### Data items

========

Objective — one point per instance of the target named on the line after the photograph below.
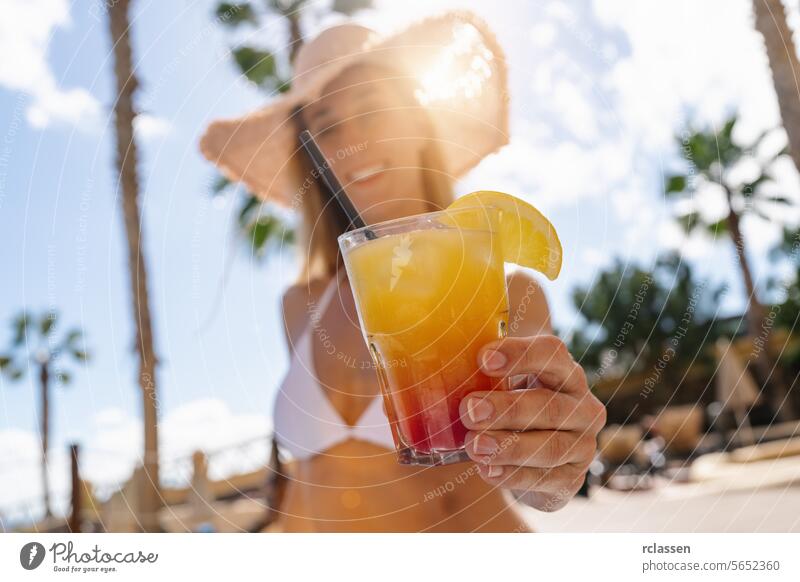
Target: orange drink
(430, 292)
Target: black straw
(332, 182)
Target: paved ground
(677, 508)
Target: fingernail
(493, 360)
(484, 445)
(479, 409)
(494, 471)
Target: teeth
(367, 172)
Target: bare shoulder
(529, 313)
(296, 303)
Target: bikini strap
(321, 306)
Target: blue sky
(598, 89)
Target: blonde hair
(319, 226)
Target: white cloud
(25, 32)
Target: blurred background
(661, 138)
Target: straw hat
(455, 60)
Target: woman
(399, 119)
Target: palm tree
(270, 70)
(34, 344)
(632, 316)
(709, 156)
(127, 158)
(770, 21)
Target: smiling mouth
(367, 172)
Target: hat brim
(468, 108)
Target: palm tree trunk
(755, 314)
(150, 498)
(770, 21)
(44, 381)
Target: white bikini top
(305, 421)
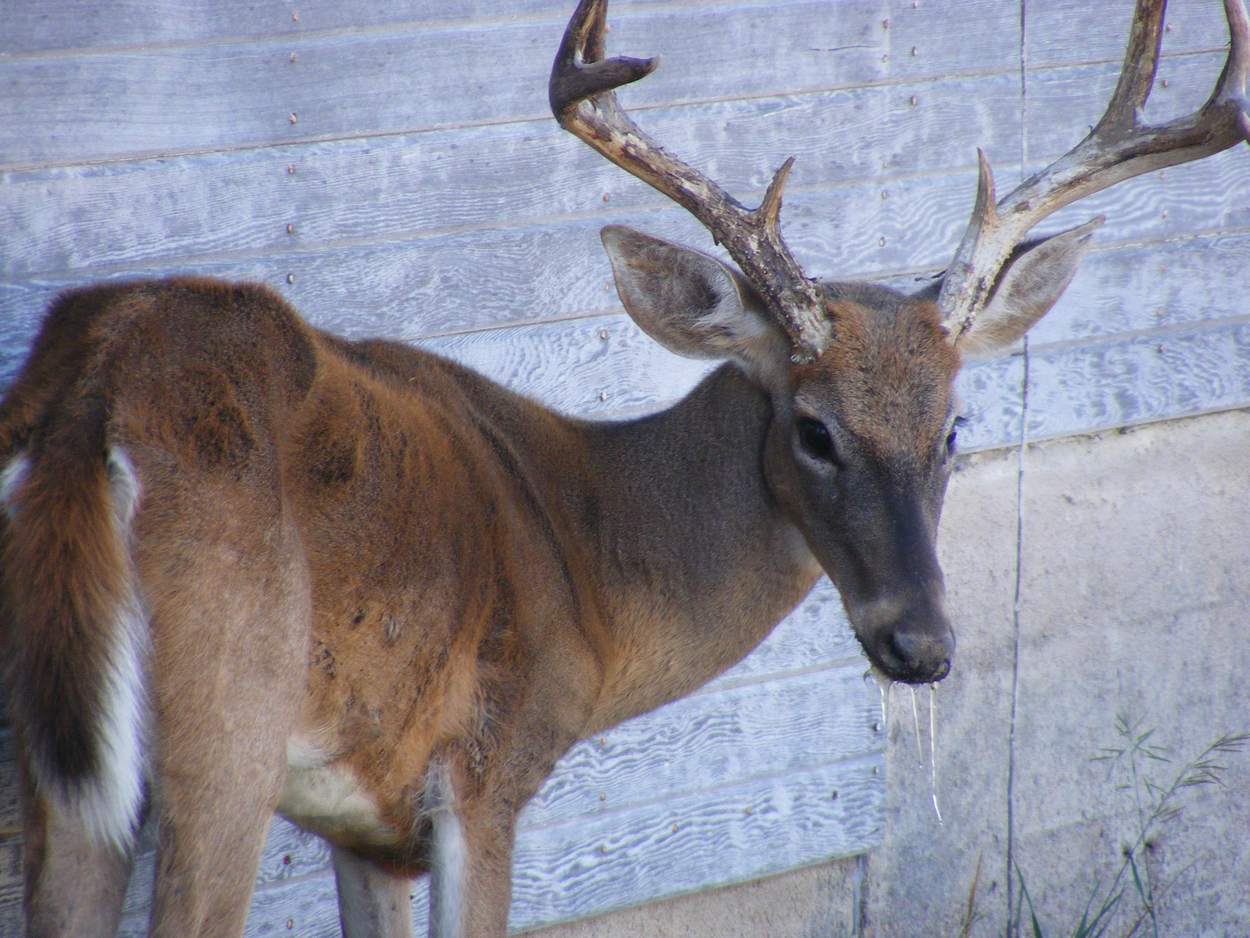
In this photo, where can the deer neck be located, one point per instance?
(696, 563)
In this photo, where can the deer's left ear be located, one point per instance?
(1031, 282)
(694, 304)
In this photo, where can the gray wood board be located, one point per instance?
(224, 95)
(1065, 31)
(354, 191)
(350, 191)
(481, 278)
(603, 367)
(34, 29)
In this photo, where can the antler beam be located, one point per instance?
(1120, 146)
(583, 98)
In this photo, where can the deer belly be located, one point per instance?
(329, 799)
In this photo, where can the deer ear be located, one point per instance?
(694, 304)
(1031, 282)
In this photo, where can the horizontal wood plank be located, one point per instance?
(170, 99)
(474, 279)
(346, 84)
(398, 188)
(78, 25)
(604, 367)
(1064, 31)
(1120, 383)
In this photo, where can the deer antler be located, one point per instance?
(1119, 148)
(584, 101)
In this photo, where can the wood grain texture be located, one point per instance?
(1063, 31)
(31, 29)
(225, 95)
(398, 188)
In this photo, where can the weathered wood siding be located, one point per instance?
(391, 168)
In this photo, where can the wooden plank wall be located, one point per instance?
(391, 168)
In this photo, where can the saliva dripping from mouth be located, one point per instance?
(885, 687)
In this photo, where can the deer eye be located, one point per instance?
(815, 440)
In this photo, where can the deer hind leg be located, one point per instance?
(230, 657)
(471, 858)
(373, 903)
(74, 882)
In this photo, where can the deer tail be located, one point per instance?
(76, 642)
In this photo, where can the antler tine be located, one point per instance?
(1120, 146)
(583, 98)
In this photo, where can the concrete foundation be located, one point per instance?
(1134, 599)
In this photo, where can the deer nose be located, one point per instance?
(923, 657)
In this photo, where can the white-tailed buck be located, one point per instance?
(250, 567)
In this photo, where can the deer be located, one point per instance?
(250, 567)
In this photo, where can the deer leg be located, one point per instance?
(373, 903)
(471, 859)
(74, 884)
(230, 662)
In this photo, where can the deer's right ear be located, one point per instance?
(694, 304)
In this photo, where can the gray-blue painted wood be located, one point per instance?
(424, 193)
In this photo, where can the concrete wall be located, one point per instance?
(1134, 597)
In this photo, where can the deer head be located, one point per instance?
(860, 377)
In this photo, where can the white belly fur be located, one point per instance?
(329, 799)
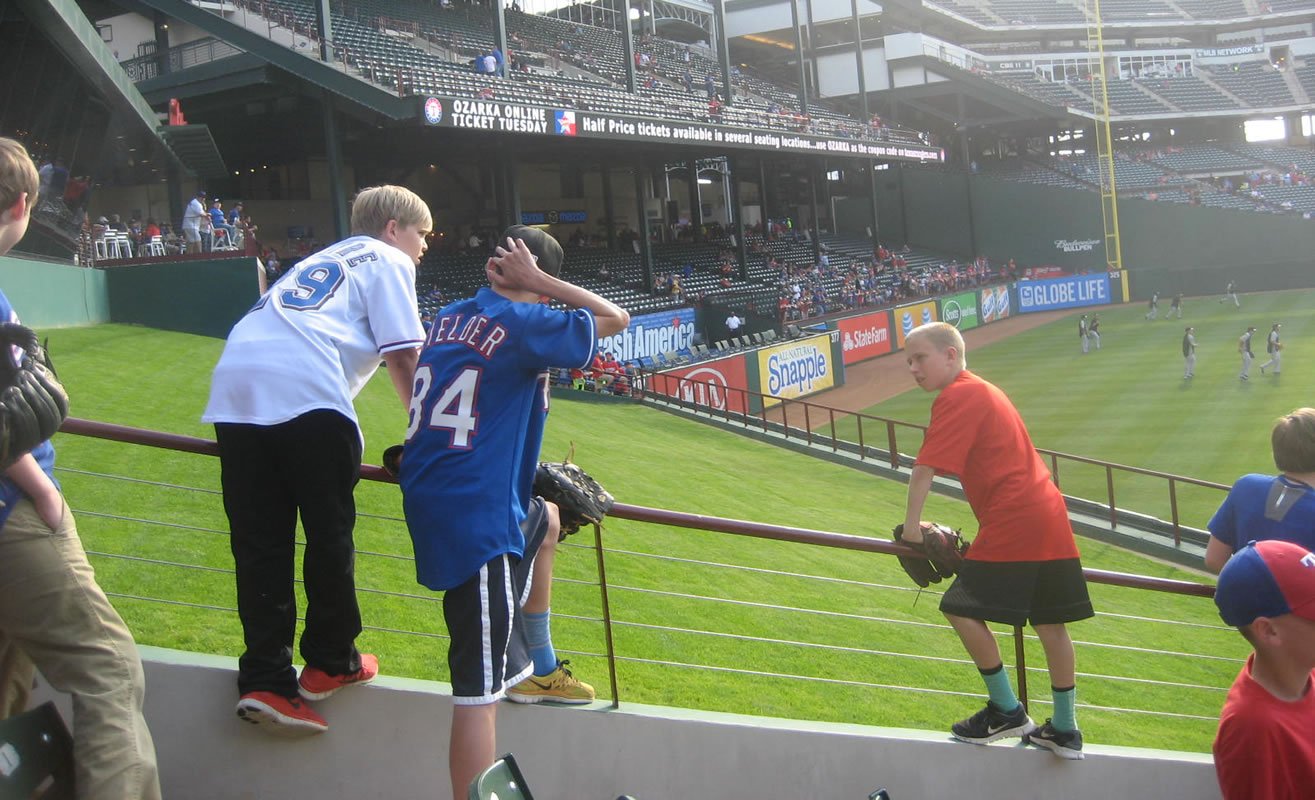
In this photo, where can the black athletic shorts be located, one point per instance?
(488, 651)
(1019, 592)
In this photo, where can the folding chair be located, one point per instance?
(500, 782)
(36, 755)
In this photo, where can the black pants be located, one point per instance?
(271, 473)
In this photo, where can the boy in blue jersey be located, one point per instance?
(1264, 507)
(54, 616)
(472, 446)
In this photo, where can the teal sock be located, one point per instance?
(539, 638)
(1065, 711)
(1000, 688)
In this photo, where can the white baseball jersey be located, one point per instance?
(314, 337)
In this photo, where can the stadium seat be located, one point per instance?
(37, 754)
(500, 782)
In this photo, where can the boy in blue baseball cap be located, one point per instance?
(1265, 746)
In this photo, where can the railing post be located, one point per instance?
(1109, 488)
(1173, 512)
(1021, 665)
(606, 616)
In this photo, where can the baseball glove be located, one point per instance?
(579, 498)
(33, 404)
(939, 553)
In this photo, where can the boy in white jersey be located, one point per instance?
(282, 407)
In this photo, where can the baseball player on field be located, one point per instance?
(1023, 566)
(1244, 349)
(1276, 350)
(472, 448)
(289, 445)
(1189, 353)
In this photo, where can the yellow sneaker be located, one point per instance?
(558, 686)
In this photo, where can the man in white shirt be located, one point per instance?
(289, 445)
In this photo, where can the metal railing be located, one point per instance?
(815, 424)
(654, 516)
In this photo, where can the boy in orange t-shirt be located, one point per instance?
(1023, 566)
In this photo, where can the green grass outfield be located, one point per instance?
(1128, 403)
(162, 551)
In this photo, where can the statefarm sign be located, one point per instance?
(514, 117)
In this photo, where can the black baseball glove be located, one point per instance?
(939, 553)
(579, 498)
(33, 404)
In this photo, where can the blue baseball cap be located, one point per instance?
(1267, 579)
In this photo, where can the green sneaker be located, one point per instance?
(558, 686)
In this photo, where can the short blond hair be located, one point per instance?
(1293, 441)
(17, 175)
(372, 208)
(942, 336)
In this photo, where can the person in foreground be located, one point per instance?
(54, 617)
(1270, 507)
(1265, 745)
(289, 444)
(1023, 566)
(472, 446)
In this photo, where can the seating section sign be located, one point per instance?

========

### WORK REQUIRED
Take the line that contains "In this photo, where can the baseball glove" and each line after it down to the last of the records, and retype them exactly; add nothing else.

### SOLUTION TO THIS EXERCISE
In this photo, where can the baseball glove be located, one point per instance?
(579, 498)
(33, 404)
(939, 553)
In this photo, where can the boy in white jersey be located, one point per instance?
(282, 407)
In this photo, where can the baseball player on field be located, one point per instance?
(1023, 566)
(1244, 349)
(1276, 350)
(472, 448)
(289, 445)
(1189, 353)
In this photo, where can the yellow sneaker be located, one point per instance?
(558, 686)
In this photo, where can the man in white shirt be located, one point per instance?
(289, 445)
In this photo, where can the metal railing be located, one point per instance?
(815, 424)
(654, 516)
In this photo, where can the boy in orange t-shirt be located, one point per instance?
(1023, 566)
In this photo, where can the green grass outfield be located, one point per instance?
(1128, 403)
(162, 551)
In this photo, where can the statefarm sign be located, one point per instance?
(514, 117)
In this photo, where can the black baseball glove be located, one point per instance?
(939, 553)
(579, 498)
(33, 404)
In this photo, where can the blue baseball cap be located, one point per instance?
(1267, 579)
In this photo, where can the green sneaker be located, one point per instance?
(558, 686)
In this photo, where can the short blond hair be located, one point per instance?
(1293, 441)
(17, 175)
(372, 208)
(942, 336)
In this photo, where can the person in foreground be located, one point per instance?
(54, 617)
(1270, 507)
(1265, 745)
(289, 444)
(1023, 566)
(472, 446)
In this photo, where can the seating section sign be located, one point per instance?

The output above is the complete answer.